Je suis assez bon marcheur et j'ai besoin chaque jour de parcourir quelques kilomètres dans le calme des forêts ou plus simplement sur la voie verte qui passe près de chez moi et mène jusqu'à l'abbaye du Bec-Hellouin.
Mais c'est la première fois que je me donne le temps d'une randonnée de quelques jours en autonomie.
Plutôt que me charger les épaules d'un sac à dos, j'ai choisi de tirer mon barda sur un chariot de randonnée croché à une ceinture.
Je ne regrette pas ce choix. Il est bien pratique.
Ma "chariotte" passe partout ou presque. Je n'ai dû faire de portage que deux fois dans mon périple de 90 km et encore n'était-ce à chaque fois que pour franchir une trentaine de mètres.
Elle est tout compte fait assez confortable pour ce bon vieil empilement de vertèbres qui me tient debout depuis 64 ans…
Cerise sur le gâteau, elle est "made in France".
Mais ma "chariotte" a une autre qualité à laquelle je n'avais pas pensé d'abord: C'est l'étonnement qu'elle suscite. Elle me confère une presque stature de randonneur au long cours, voire carrément le statut d'un pèlerin… Après tout, autour de Lisieux ! …
" -D'où venez-vous comme cela me demande-t-on ?
-De Villers sur mer.
- Et vous allez loin ?
- Jusqu'à Bernay… Mais j'ai dormi hier à Saint-Hymer et je couche ce soir à Lisieux.
- Ah tout de même …"
Puis nous parlons du temps, du paysage, d'une vie qu'il faut savoir faire lente, de tout et de petits riens… C'est le miracle minuscule de ma "chariotte".
Quand j'ai escaladé mardi matin le chemin au-delà du parc de San Carlo à Villers, ce n'est pas seulement à la mer que je tournais le dos, c'est aussi à une nature disciplinée, bien rangée, bien urbaine.

Détail de la consigne ::
Dans le récit de randonnée ci-dessus, relevez tous les noms de lieux cités dans le dialogue qui va de « D'où venez-vous » à « Ah tout de même ».

Données fournies ::
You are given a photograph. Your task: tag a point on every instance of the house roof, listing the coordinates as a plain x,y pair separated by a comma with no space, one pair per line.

Corrigé ::
Villers sur mer, Bernay, Saint-Hymer, Lisieux